# EXTRAIT FOURNI
Le 16 mai, Le New York Times a cité une chercheuse de l'université de
Géorgie, Samantha Joye, qui affirmait « qu'il y a une quantité abominable
de pétrole dans les profondeurs en comparaison avec ce vous voyez à la
surface. Il y a une énorme quantité de pétrole sur plusieurs couches, qui
s'étagent sur trois, quatre ou cinq niveaux. »
Un courant en boucle d'une largeur de 200 à 300 km et d'une épaisseur d'une
moyenne de 100 mètres pénètre le golfe du Mexique entre l'île de Cuba et la
péninsule du Yucatan, ce qui apporte de l'eau un peu plus chaude des
Caraïbes au Golfe. Ce courant en boucle peut remonter aussi loin que le
delta du Mississipi ou la plaque continentale de la Floride, selon le temps
de l'année. Par intervalles pouvant varier de six à onze mois, il provoque
un remous de quelques centaines de km de large qui se détache
tranquillement du courant pour évoluer de trois à cinq km par jour vers le
Texas ou le Mexique. C'est ce remous qui va répandre le pétrole sur les
côtes à l'ouest de la fuite. Ce remous alimente aussi les ouragans quand
ils passent par là. Ce courant en boucle qui peut engendrer ce remous dans
le golfe du Mexique longe ensuite la côte de la Floride vers le sud-est
pour devenir le courant de la Floride quand il franchit les Keys. Ce
courant poursuit sa course à 0,8m seconde vers les Bahamas pour se joindre
au Gulfstream.
Avec la saison des ouragans qui s'approche, ces nappes de pétrole vont se
répandre très loin. Des écosystèmes aussi loin qu'en Virginie pourraient
en être affectés selon certains observateurs.
« Drill baby drill » était un slogan qui sortait très souvent de la bouche
de Sarah Palin et de son équipe de navets lors de la campagne électorale de
2008. La même année, le sénateur Obama avait pris l'engagement solennel
qu'advenant son accession à la présidence, il maintiendrait le moratoire
actuel sur l'exploration au large des côtes américaines pour des raisons de
protection environnementale. Cependant, en date du 31 mars 2010, le
président Obama, que certains ont renommé « Obummer », levait le moratoire
lors d'un discours en Virginie.
Plus proche de chez nous, Pauline Marois avait tellement été emballée par
sa visite des plateformes de forage norvégiennes en 2008 qu'elle a donné
publiquement son appui aux projets de prospection et de forage dans
l'estuaire et le Golfe du Saint-Laurent et ce, au nom de l'indépendance
énergétique.

# LIGNES ENREGISTRÉES

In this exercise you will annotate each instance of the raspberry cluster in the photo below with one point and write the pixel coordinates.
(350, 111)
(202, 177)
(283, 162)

==

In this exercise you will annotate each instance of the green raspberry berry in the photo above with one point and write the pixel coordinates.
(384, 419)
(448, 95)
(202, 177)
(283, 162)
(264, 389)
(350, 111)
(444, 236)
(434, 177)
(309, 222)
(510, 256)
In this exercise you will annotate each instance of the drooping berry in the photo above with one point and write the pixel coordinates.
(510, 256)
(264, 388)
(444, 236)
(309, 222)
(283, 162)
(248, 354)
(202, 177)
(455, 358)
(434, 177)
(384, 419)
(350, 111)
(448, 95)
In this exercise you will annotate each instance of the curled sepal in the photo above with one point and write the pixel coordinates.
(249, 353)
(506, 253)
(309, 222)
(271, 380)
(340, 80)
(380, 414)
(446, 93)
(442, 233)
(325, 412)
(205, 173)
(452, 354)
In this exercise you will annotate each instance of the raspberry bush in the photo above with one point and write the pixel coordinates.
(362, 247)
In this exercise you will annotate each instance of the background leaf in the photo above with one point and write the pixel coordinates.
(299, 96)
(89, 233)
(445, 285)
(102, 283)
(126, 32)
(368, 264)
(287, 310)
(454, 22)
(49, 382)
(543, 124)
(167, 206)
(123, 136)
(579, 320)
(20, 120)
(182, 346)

...

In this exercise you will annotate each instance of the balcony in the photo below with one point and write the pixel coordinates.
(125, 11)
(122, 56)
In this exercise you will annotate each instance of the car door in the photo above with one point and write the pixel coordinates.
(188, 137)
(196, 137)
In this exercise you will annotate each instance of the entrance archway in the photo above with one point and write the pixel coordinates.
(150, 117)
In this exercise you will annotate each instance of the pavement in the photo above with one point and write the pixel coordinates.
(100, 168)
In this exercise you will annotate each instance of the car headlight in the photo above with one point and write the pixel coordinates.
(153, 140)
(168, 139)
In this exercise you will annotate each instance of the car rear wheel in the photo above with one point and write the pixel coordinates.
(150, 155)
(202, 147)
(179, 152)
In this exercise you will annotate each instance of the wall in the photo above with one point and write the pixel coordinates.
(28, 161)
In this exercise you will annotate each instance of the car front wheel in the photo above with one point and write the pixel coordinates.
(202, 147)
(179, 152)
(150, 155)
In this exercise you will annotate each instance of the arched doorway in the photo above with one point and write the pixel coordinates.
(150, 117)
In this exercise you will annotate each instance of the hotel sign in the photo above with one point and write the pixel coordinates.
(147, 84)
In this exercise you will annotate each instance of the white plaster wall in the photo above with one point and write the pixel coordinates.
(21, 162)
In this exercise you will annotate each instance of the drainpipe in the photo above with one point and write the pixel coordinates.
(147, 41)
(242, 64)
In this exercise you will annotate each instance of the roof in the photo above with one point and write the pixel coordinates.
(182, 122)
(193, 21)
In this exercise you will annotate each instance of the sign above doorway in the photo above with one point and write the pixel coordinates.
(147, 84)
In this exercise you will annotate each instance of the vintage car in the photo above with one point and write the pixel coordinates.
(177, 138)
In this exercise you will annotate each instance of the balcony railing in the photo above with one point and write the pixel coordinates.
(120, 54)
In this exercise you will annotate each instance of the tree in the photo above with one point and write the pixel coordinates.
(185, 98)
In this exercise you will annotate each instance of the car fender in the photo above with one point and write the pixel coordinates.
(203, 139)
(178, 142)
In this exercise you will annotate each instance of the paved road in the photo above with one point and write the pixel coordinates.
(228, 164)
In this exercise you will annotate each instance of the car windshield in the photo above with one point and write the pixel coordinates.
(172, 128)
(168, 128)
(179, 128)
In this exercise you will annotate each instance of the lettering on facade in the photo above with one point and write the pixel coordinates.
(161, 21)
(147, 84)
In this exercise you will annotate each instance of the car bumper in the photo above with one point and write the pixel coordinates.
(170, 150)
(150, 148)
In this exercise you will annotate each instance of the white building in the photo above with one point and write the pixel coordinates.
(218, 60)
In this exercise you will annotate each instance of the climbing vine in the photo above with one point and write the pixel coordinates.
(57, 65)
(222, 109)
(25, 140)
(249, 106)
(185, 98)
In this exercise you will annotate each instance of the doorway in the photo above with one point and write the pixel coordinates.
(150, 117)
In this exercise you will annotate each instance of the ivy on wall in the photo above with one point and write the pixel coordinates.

# TÂCHE DEMANDÉE 1
Traduisez en anglais cette phrase de l'extrait sur le pétrole dans le golfe du Mexique : « Ce remous alimente aussi les ouragans quand ils passent par là. »
# TÂCHE DEMANDÉE 2
D'après l'extrait sur le pétrole dans le golfe du Mexique, à quelle date le président Obama a-t-il levé le moratoire ?
# TÂCHE DEMANDÉE 3
Reproduisez le passage de l'extrait sur le pétrole dans le golfe du Mexique qui s'ouvre sur les mots contenant "Avec la saison" et se ferme sur "selon certains observateurs.".

# RÉPONSE COMPLÈTE 1
This eddy also feeds hurricanes when they pass through.

# RÉPONSE COMPLÈTE 2
Le 31 mars 2010.

# RÉPONSE COMPLÈTE 3
Avec la saison des ouragans qui s'approche, ces nappes de pétrole vont se
répandre très loin. Des écosystèmes aussi loin qu'en Virginie pourraient
en être affectés selon certains observateurs.